[START]
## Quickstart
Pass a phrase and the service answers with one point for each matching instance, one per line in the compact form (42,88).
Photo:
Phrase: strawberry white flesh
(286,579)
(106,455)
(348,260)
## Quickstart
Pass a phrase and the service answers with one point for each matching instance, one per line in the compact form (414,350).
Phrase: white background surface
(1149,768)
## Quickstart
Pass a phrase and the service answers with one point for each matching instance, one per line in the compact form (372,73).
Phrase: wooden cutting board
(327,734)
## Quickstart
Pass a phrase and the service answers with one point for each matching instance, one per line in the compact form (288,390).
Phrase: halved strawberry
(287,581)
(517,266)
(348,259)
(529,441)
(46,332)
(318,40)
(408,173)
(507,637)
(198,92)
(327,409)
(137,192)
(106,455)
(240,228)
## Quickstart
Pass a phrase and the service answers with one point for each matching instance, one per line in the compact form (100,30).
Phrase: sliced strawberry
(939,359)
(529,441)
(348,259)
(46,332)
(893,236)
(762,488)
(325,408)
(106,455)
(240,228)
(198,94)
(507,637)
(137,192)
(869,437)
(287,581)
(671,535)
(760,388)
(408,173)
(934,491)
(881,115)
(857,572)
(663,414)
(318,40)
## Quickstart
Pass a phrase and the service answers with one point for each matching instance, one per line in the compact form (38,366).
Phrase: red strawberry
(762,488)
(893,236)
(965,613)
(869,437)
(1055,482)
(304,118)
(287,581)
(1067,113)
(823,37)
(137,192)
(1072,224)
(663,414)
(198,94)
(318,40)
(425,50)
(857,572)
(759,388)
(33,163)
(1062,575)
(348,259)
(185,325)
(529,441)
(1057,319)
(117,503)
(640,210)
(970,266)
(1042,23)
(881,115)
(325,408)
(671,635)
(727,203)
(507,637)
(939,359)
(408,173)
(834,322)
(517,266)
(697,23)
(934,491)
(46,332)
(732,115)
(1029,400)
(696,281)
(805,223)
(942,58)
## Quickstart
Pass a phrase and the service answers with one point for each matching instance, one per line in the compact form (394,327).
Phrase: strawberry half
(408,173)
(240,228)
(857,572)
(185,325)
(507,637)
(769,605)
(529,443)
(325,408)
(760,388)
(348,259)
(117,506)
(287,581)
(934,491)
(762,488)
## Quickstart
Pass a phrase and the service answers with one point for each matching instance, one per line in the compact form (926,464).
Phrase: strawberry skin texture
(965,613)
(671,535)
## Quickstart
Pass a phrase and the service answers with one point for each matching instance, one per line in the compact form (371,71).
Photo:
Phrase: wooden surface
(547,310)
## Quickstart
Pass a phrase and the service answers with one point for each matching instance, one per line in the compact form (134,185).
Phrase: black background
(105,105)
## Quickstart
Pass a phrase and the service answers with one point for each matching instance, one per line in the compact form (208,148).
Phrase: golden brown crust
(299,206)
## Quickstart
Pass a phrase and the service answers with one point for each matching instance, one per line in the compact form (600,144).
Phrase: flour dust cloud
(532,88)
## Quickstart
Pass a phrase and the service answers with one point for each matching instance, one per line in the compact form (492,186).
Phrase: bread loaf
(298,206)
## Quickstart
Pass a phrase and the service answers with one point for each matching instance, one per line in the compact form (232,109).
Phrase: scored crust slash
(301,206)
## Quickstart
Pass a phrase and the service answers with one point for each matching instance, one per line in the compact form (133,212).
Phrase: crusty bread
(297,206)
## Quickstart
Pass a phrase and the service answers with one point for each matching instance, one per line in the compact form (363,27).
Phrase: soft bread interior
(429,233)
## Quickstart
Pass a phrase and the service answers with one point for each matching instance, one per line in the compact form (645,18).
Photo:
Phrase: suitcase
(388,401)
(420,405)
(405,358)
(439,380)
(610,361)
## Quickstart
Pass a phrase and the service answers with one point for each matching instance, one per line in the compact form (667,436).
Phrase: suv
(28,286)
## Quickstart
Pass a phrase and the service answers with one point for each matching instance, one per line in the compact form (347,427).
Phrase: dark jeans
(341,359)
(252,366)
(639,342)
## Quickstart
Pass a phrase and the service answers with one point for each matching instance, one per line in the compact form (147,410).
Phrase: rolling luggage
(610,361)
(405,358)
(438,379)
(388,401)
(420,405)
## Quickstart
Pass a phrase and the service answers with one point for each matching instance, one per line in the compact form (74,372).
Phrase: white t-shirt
[END]
The exercise ::
Print the material once more, exactly.

Exercise output ::
## Quickstart
Pass a phrase and the service answers with one point for each matching instance, one per line in the compact form (42,88).
Photo:
Phrase: strawberry white flesh
(286,579)
(106,455)
(348,260)
## Quickstart
Pass a phrase and the service answers with one point for each matching instance, one per line in the compact form (414,350).
Phrase: white background surface
(1149,768)
## Quickstart
Pass a phrase and the service answers with one point for each matching instance, one per line in the compact form (372,73).
Phrase: wooden cutting board
(327,734)
## Quickstart
Pass a phrase and the service answers with one point for each matching instance, one per line in the compact form (288,390).
Phrase: halved strawberry
(287,581)
(517,266)
(348,259)
(529,441)
(46,332)
(318,40)
(408,173)
(507,637)
(198,92)
(327,409)
(137,192)
(106,455)
(240,228)
## Quickstart
Pass a phrase and the service answers with one point for each matching instance, one per line in the compact form (100,30).
Phrase: sliced strawberry
(939,359)
(529,441)
(348,259)
(46,332)
(893,236)
(762,488)
(325,408)
(106,455)
(240,228)
(198,94)
(507,637)
(137,192)
(869,437)
(287,581)
(671,535)
(760,388)
(408,173)
(934,491)
(881,115)
(857,572)
(663,414)
(318,40)
## Quickstart
Pass a phrase and the service answers with one point for each matching instance, one per line in the compact form (38,366).
Phrase: red strawberry
(762,488)
(893,236)
(965,613)
(869,437)
(1055,482)
(304,118)
(287,581)
(1067,113)
(823,37)
(137,192)
(1072,224)
(663,414)
(198,94)
(318,40)
(425,50)
(857,572)
(759,388)
(33,163)
(1062,575)
(348,259)
(185,325)
(529,441)
(1057,319)
(117,503)
(640,210)
(970,266)
(1042,23)
(881,115)
(325,408)
(671,635)
(727,203)
(507,637)
(939,359)
(408,173)
(834,322)
(517,266)
(697,23)
(934,491)
(46,332)
(732,115)
(1029,400)
(696,281)
(805,223)
(942,58)
## Quickstart
Pass a phrase and the service answers with one point for each matching instance, one per line in the compact form (394,327).
Phrase: strawberry half
(408,173)
(240,228)
(857,572)
(185,325)
(507,637)
(769,605)
(529,443)
(325,408)
(760,388)
(348,259)
(117,506)
(287,581)
(934,491)
(762,488)
## Quickstart
Pass a phrase and the service answers with one point for each matching instance, one per line in the compact form (926,464).
Phrase: strawberry skin texture
(965,613)
(671,535)
## Quickstart
Pass a phrase and the service answers with one point for each matching instance, one per line in the compact form (371,71).
Photo:
Phrase: wooden surface
(547,310)
## Quickstart
Pass a phrase and the service answers with one point for each matching instance, one per line in the compact form (134,185).
Phrase: black background
(105,105)
## Quickstart
Pass a phrase and the service answers with one point for each matching instance, one per line in the compact form (208,148).
Phrase: golden brown crust
(299,206)
## Quickstart
Pass a phrase and the service answers with one point for each matching instance, one per line in the compact form (600,144).
Phrase: flour dust cloud
(532,88)
## Quickstart
Pass a phrase and the service answers with one point for each matching instance, one per line in the compact form (492,186).
Phrase: bread loaf
(298,206)
## Quickstart
Pass a phrase and the service answers with one point for each matching instance, one per line in the compact form (232,109).
Phrase: scored crust slash
(301,206)
## Quickstart
Pass a phrase and the service answers with one point for each matching instance, one per line in the compact form (133,212).
Phrase: crusty bread
(297,206)
## Quickstart
Pass a phrase and the service answers with one point for each matching instance, one per line in the compact form (363,27).
Phrase: soft bread interior
(429,233)
## Quickstart
Pass a phrase and the service answers with one point for each matching instance, one per line in the compact form (645,18).
Photo:
Phrase: suitcase
(388,401)
(420,405)
(405,358)
(439,380)
(610,361)
## Quickstart
Pass a phrase and the service answers with one point for each matching instance, one per line in the compact form (667,436).
Phrase: suv
(28,286)
## Quickstart
Pass a phrase and the service answers with one point for each matching instance, one per line in the compact form (347,427).
Phrase: dark jeans
(341,359)
(252,366)
(639,342)
## Quickstart
Pass a phrase and the service answers with one point for each matching instance, one per line in the compact form (147,410).
Phrase: rolling luggage
(610,361)
(405,358)
(438,379)
(388,401)
(420,405)
## Quickstart
Pass a phrase and the service answers with one point for each matching instance, one per line in the compact form (74,372).
Phrase: white t-shirt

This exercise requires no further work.